Stored items from a collection
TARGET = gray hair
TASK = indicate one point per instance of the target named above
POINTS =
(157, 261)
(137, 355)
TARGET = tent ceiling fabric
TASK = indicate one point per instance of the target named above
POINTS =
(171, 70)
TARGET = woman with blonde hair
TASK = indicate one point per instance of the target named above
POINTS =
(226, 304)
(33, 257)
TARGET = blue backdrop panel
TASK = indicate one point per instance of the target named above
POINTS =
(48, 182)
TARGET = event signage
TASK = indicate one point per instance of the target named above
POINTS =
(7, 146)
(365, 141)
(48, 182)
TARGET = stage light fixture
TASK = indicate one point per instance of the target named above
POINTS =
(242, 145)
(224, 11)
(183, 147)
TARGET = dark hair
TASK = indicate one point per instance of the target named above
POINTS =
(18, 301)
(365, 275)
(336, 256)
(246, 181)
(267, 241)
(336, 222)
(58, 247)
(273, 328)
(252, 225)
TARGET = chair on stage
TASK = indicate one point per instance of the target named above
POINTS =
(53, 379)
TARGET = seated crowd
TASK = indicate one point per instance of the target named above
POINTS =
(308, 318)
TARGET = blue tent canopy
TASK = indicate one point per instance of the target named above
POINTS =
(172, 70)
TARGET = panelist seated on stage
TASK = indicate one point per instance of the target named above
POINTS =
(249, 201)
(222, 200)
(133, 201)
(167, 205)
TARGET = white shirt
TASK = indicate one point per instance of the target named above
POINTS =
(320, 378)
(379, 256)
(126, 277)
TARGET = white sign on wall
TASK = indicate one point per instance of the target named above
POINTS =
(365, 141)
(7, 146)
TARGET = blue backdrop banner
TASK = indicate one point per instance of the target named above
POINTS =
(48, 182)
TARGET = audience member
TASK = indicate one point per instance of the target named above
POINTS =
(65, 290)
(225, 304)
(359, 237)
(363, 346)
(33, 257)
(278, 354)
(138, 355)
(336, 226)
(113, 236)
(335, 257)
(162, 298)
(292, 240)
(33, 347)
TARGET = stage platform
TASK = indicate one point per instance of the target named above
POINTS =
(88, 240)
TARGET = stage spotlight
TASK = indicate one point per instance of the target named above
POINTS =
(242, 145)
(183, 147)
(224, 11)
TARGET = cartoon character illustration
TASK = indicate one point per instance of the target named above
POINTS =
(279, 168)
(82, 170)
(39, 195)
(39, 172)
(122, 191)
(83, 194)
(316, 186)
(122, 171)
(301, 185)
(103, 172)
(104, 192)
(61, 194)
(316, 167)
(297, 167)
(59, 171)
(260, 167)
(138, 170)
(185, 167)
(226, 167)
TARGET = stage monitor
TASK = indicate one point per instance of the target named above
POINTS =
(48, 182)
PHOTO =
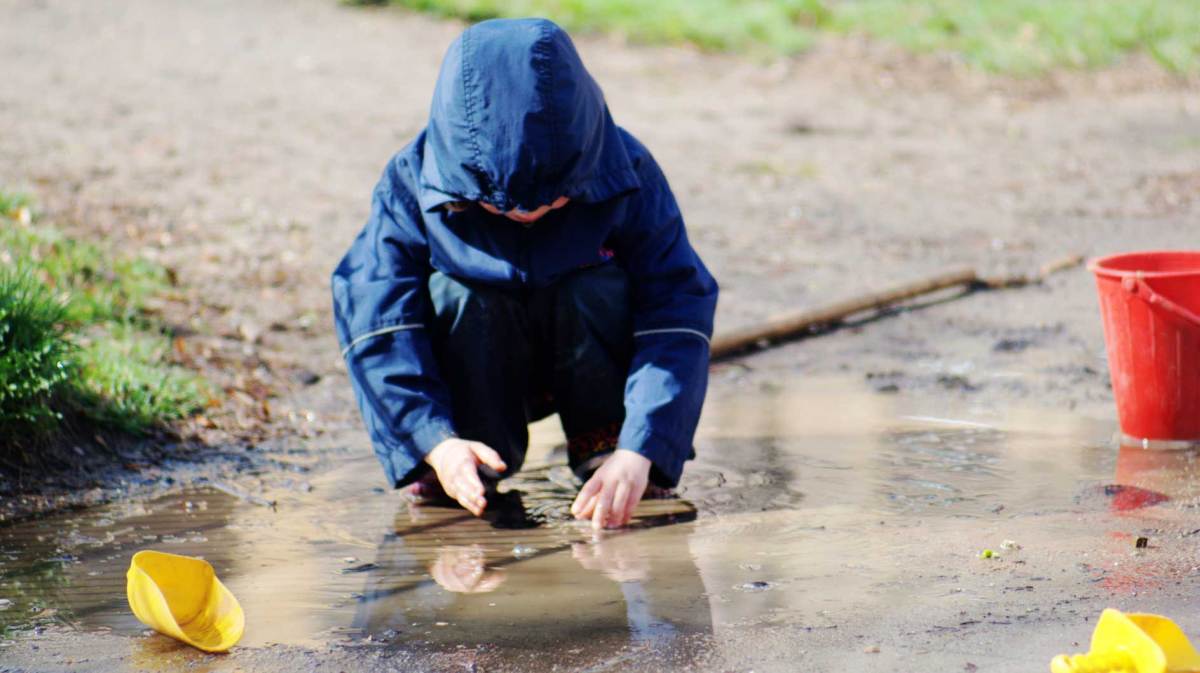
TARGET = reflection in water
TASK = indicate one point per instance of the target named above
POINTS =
(443, 582)
(825, 510)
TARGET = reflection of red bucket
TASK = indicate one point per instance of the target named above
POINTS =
(1151, 306)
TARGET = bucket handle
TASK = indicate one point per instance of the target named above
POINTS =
(1138, 284)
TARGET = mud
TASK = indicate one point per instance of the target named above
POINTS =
(845, 485)
(849, 538)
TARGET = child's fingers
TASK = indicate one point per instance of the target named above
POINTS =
(604, 505)
(487, 456)
(469, 490)
(619, 505)
(586, 509)
(587, 493)
(635, 497)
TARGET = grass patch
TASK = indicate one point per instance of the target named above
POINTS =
(1011, 36)
(75, 344)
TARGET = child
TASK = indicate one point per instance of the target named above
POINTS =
(526, 256)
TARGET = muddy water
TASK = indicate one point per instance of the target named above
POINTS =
(823, 511)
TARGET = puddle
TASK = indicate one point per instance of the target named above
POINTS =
(814, 509)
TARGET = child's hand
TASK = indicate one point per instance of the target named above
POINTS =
(456, 463)
(609, 498)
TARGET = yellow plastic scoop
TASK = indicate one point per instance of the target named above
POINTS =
(1133, 643)
(181, 598)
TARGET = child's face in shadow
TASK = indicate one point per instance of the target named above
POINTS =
(526, 217)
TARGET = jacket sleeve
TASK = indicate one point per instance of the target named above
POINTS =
(381, 310)
(673, 301)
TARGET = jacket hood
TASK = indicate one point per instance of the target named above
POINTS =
(517, 121)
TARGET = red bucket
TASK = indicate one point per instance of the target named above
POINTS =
(1151, 307)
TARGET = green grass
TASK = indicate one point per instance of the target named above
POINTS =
(1011, 36)
(75, 344)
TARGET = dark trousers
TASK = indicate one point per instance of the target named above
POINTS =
(511, 356)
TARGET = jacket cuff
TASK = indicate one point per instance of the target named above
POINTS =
(666, 457)
(408, 460)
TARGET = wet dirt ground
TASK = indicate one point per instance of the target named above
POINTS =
(844, 544)
(831, 511)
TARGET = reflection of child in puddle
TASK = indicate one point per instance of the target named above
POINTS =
(525, 256)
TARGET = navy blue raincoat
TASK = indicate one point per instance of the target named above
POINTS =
(516, 121)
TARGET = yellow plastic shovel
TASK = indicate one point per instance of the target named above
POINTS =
(1133, 643)
(181, 598)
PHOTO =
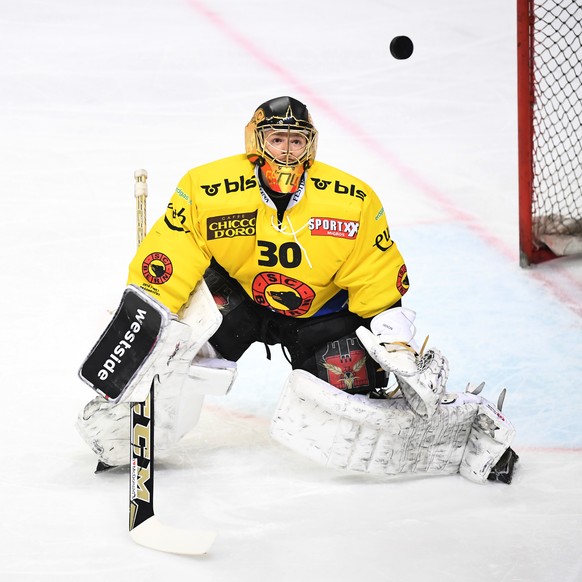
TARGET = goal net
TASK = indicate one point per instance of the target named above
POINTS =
(550, 128)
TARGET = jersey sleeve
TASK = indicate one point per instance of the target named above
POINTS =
(374, 274)
(173, 256)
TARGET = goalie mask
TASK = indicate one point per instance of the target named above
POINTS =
(281, 139)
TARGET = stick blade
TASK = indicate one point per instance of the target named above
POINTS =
(155, 535)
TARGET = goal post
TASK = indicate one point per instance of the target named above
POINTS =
(549, 79)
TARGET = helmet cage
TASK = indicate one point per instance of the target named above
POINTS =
(260, 128)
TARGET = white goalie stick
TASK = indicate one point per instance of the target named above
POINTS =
(144, 527)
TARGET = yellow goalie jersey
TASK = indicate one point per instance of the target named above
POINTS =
(331, 249)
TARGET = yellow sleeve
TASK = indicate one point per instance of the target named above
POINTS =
(374, 274)
(173, 256)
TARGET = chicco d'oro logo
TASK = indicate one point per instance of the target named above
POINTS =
(402, 280)
(157, 268)
(282, 294)
(229, 226)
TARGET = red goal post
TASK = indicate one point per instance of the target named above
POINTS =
(549, 72)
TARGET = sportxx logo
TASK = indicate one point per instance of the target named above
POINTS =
(339, 188)
(231, 225)
(230, 186)
(383, 241)
(336, 227)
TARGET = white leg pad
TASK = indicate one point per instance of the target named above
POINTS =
(179, 395)
(104, 426)
(384, 437)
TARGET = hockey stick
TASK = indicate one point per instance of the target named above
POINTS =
(144, 527)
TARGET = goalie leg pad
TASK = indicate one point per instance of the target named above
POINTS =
(349, 431)
(104, 425)
(144, 339)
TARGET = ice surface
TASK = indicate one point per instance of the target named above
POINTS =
(91, 91)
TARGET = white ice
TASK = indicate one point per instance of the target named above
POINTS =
(91, 91)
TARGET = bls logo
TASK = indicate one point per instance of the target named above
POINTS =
(230, 186)
(339, 188)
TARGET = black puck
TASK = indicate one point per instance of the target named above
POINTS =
(401, 47)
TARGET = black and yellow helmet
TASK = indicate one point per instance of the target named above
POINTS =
(281, 117)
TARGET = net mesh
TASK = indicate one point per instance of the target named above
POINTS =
(557, 151)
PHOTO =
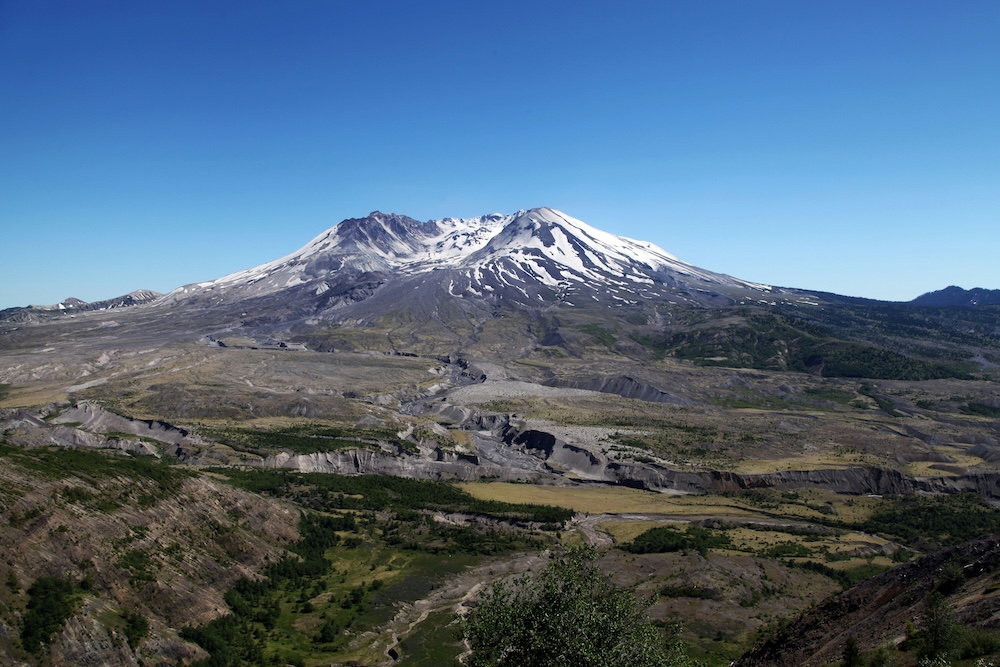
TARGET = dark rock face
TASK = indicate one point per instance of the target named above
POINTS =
(878, 610)
(957, 297)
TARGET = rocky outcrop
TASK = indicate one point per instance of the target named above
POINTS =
(623, 386)
(91, 416)
(878, 610)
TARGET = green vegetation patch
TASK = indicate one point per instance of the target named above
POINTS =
(939, 520)
(60, 463)
(665, 539)
(51, 601)
(770, 341)
(380, 492)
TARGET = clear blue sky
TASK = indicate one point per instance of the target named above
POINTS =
(843, 146)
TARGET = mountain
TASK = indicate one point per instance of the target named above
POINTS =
(526, 348)
(74, 305)
(956, 296)
(531, 258)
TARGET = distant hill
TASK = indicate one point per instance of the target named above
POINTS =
(956, 296)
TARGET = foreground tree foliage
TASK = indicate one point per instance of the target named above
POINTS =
(569, 615)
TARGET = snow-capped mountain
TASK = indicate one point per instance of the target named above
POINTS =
(532, 256)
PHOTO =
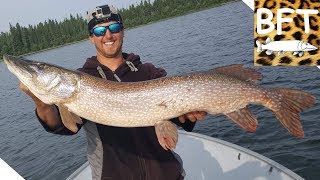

- WHAT THE TASK REQUIRES
If a line above includes the word "post", count it; then give the final number by itself.

- EXERCISE ANSWER
2